- **WORK TO DO**
- a) In the open letter to Ted Cruz, copy out the passage that begins at the words "Those are the" and stops after "for the presidency.", swapping "filibuster" for "marathon speech".
- b) According to the open letter to Ted Cruz, why does his win say something other than what the writer suspects he thinks it does?

- **DOCUMENT**
* START *

Cynthia M. Allen

An open letter to a winner but still the ‘most unlikable man in the Senate’: Ted Cruz

Sen. Ted Cruz, R-Texas, speaks during an election night victory party.
Sen. Ted Cruz, R-Texas, speaks during an election night victory party. AP

Dear Sen. Cruz,

Congratulations are in order. You managed to defeat perhaps the most formidable opponent in the 2018 election cycle — one infused with oodles of out-of-state cash, who carpeted the state with yard signs and basked in the adoration of an often sycophantic national media.

Still you, the “most unlikable man in the Senate,” beat him in a free, fair electoral contest. Truly a feat.

That says something, although not what I suspect you think it does, about Texans and about you. Because while Democrats (and some Republicans disillusioned with the direction of their party) no doubt cast their votes for “Beto” O’Rourke because of who he is (or purports to be), many of those who checked their ballots for “Ted Cruz” did so in spite of who you are.

True, likability isn’t everything; Beto proved that. Where you stand on the issues matters, and the majority of Texans, even a shrinking one, still stand with you. They desire limited government. They believe in first freedoms, like the right to life and free exercise. They want less federal regulation of their land and businesses. They want an immigration system that’s fair and a border that’s secure.

Those are the policy positions you ran on and the ones you promised to advance in Washington, D.C.

But your first term in the Senate wasn’t marked by legislative victories or even earnest attempts at reasonable compromise in the name of getting things done. Instead, it was notable for your theatrical filibuster (which accomplished what, exactly?) and for your laudable, albeit failed, campaign for the presidency.

* END *

- **DATA RECORDS**

* START *

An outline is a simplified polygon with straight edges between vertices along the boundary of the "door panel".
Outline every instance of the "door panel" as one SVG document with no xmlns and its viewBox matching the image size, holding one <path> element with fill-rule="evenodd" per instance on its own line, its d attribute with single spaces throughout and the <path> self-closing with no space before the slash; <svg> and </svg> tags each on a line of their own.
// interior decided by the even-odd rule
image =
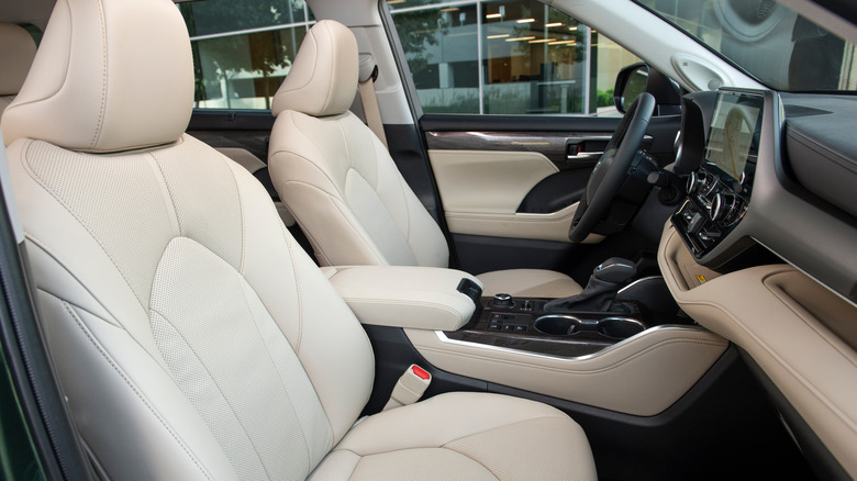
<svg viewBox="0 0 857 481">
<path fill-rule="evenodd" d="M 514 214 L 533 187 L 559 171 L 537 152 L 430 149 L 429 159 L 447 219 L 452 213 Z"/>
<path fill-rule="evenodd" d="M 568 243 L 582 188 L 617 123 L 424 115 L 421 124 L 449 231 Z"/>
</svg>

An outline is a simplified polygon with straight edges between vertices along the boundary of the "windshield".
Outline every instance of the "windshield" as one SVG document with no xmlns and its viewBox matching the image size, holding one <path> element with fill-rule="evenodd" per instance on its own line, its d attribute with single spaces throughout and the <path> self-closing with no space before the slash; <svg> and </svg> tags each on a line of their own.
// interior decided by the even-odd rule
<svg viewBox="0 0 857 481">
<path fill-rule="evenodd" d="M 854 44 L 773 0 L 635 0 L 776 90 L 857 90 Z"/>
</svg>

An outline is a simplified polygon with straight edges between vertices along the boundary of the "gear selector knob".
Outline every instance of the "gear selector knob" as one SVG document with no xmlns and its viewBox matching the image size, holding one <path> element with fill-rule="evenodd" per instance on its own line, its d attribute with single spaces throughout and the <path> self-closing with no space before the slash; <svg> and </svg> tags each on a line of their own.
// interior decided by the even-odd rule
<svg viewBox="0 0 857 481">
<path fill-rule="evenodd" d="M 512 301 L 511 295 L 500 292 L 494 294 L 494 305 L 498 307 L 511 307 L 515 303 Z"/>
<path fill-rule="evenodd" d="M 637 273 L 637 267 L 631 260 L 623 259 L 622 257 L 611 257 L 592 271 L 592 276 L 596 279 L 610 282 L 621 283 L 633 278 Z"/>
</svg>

* END *
* START *

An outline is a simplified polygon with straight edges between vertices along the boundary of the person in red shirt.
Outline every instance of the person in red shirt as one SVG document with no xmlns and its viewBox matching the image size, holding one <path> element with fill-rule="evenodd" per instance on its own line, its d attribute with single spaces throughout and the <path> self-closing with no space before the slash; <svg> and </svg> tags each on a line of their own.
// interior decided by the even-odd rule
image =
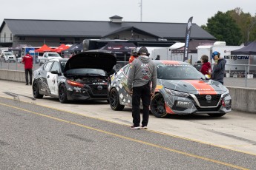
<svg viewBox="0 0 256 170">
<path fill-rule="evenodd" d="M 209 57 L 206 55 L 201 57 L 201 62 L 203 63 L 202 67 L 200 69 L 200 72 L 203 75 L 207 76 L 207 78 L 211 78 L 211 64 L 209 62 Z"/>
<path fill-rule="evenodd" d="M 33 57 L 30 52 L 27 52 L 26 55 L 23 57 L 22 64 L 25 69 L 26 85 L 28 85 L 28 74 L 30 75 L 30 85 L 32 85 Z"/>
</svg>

* END *

- **ANSWERS TO THE EXERCISE**
- a)
Those are the policy positions you ran on and the ones you promised to advance in Washington, D.C.

But your first term in the Senate wasn’t marked by legislative victories or even earnest attempts at reasonable compromise in the name of getting things done. Instead, it was notable for your theatrical marathon speech (which accomplished what, exactly?) and for your laudable, albeit failed, campaign for the presidency.

- b) People who voted for Beto O'Rourke did so because of who he is, or claims to be. Many who voted for Cruz did so in spite of who he is.